PROBLEM – Retype the data that follows line by line, exactly, and leave its pictures out.
** BEGIN **
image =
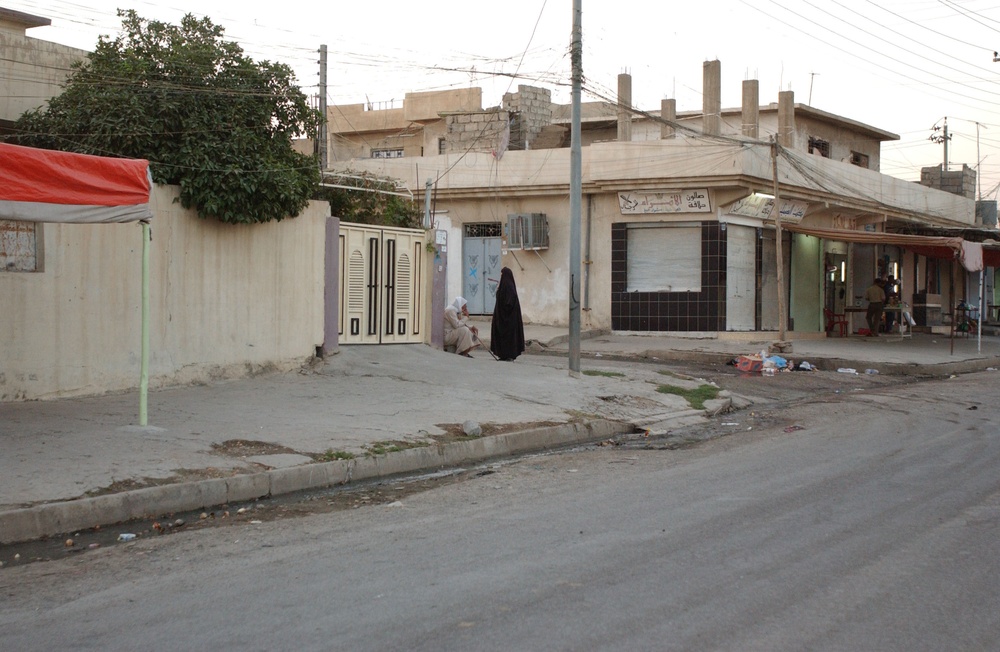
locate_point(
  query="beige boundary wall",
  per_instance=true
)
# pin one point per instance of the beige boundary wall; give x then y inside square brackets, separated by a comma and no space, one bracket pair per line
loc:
[225,301]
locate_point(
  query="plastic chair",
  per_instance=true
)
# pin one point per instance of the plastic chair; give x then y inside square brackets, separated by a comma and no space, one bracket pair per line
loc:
[835,320]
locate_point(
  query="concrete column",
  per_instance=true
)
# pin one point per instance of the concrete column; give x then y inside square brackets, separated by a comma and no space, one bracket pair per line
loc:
[786,118]
[331,288]
[668,111]
[751,108]
[624,108]
[712,98]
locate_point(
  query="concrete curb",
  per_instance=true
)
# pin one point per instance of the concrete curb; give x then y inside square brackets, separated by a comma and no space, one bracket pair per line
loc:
[824,364]
[50,519]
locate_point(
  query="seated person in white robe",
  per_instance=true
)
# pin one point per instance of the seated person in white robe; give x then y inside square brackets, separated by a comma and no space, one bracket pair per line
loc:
[457,331]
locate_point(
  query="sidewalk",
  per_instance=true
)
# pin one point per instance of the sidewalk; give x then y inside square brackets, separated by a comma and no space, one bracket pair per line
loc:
[70,464]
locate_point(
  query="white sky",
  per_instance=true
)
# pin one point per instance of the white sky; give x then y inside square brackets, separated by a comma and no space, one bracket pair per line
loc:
[899,65]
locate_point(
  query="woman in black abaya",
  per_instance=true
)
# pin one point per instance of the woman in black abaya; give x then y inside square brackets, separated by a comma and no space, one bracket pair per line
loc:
[507,329]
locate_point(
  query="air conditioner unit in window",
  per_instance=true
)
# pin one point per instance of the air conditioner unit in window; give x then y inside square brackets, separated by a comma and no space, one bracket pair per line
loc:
[527,231]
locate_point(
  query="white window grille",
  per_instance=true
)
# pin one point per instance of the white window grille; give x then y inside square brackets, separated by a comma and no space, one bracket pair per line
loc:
[527,231]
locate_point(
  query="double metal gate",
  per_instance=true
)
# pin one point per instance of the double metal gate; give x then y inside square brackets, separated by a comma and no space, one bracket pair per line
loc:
[481,264]
[381,284]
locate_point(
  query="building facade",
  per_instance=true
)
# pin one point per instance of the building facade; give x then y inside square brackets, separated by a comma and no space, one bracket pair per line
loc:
[678,209]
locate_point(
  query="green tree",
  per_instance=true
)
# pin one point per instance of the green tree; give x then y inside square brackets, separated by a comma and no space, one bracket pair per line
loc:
[375,201]
[208,118]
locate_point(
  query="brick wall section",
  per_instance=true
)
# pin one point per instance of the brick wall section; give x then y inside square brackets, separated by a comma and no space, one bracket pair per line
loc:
[475,132]
[957,182]
[531,108]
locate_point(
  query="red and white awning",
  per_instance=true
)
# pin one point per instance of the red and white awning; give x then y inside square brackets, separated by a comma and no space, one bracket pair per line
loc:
[40,185]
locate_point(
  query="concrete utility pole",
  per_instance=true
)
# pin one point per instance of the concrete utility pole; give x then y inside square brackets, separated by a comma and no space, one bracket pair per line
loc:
[321,136]
[944,138]
[779,254]
[575,193]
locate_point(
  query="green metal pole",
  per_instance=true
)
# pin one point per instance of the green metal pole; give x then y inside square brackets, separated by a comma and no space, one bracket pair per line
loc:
[144,365]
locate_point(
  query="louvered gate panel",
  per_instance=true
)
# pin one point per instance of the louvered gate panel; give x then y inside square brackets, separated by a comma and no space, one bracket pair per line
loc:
[380,281]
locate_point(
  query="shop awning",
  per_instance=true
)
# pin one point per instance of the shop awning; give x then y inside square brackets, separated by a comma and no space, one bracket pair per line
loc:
[970,254]
[40,185]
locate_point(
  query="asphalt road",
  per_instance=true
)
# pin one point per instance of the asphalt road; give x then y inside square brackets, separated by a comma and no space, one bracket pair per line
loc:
[866,520]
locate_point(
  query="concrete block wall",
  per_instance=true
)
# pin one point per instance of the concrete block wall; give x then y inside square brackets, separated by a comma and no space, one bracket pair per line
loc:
[475,132]
[532,110]
[957,182]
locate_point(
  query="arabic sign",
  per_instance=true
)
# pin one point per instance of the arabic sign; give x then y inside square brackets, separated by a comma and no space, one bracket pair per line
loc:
** END **
OUTPUT BELOW –
image =
locate_point(
  query="beige boundary wall",
  per_instance=true
)
# pin one point per instance of the beige boundary wall; give x then y inside square brackets, separated by a comma and no space, one bracket pair per line
loc:
[225,301]
locate_point(
  query="plastic chair",
  per_instance=true
)
# pin one point per instance of the plastic chair; give x then y inside square brackets, separated by a comma and no space, one bracket pair per line
loc:
[835,320]
locate_point(
  query="concrete column",
  per_instance=true
)
# pin one point per instance of the concrete column; give x then y inside square brackets, separated by a comma and no space, one bracket pair per line
loc:
[786,118]
[331,288]
[668,111]
[751,108]
[624,108]
[712,98]
locate_point(
  query="concrete curb",
  per_instance=true
)
# pin one point per instance of the concrete curb; give x then y inside square brackets, separated by a comma and no space, one bracket pair per line
loc:
[824,364]
[50,519]
locate_point(
  query="seated person in white robe",
  per_instance=true
)
# pin one point per instance of the seated person in white robe; give x then y inside square brackets, separated by a comma and no space, one bracket pair per line
loc:
[457,331]
locate_point(
  query="sidewalk",
  per_instance=true
)
# pin one point per instance of the sidewalk; give x then y inside square brackets, separated by a comma and no space, one bracket pair per line
loc:
[70,464]
locate_point(
  query="white sky",
  per_instance=true
)
# pin one point per instance of the white sky; give x then y inside square brackets, separated by a comma and no space, one bracket pair per line
loc:
[899,65]
locate_point(
  query="woman in black abaya",
  per_instance=true
)
# pin one point per instance of the woman in black abaya; give x then y inside square brackets, separated by a comma and no space, one bracket pair per line
loc:
[507,329]
locate_point(
  query="air conditioner unit in window",
  per_instance=true
)
# pin one point per instance of the air conditioner unit in window; give x then y inside square brackets, separated by a comma and no space, one bracket pair per line
loc:
[527,231]
locate_point(
  query="white window grille",
  per_instance=true
)
# pin one point per instance of the white window grille; give x then y inside square brackets, separated by a comma and no space, one bracket pair per line
loc:
[527,231]
locate_point(
  query="double metal gate",
  per_instance=true
)
# pin one point per instance of the double metal gate; give x then y inside square brackets, separated by a comma and no space, one bracket pair per line
loc:
[481,264]
[381,284]
locate_point(
  query="building facade",
  per_instance=true
)
# pin one point per instance of the building facade; give x then y inside square brackets, separated by a comma and no space, one bracket pair per line
loc:
[678,209]
locate_point(
  query="green tree",
  per_instance=true
)
# pin one point per instance of the green tree; give x then y inside square brackets, separated by a comma and no space, one bracket pair per line
loc:
[375,201]
[208,118]
locate_point(
  query="brick wall section",
  per_instance=true
)
# pin one point per instance of the brick wall section; give x then y inside square brackets, separated by a comma and no space, one bracket pair per line
loc:
[475,132]
[957,182]
[531,108]
locate_point(
  query="red and white awning",
  per_instance=true
)
# pin one point per instance of the red and white awning; give x then y inside square brackets, separated by a comma and no space, one bracket pair per line
loc:
[40,185]
locate_point(
  query="concrete utility pole",
  per_instance=true
)
# pin one point per instance of the concrete utility pole; give x then y inside square brackets, separated by a comma and no space, one bracket pair per line
loc:
[321,136]
[944,138]
[779,254]
[575,193]
locate_point(
  query="green metal pole",
  per_instance=true
)
# pin one point per instance of the green metal pole; give x then y inside square brackets, separated by a comma and no space, one bracket pair per line
loc:
[144,365]
locate_point(
  query="louvered gate panel",
  per_instance=true
)
# pin one point per instance of the louvered gate panel; give x then y inside square brackets, separated by a comma and no space, one bracket pair per line
loc:
[380,281]
locate_point(
  query="shop awning",
  per_instance=true
)
# pin one point per instance of the shop awning; give x then y inside square brackets, separated by a comma and no space, one bracket pair per line
loc:
[970,254]
[40,185]
locate_point(
  query="asphalt road",
  per_instance=true
)
# pin one point per instance of the asphalt road; give x then y inside square brackets, separated by a comma and no space, one bracket pair per line
loc:
[866,520]
locate_point(
  query="concrete block wall",
  per_instance=true
)
# pin one point per instance of the concrete block wall; give x then y inside square brackets, separated by a comma and no space, one bracket pair per line
loc:
[475,132]
[532,110]
[957,182]
locate_point(
  query="arabic sign",
  per_instance=true
)
# pin one point per instance of the arabic sign; give x then y inside square brackets, separated by a comma and no space, one bracket pair per line
loc:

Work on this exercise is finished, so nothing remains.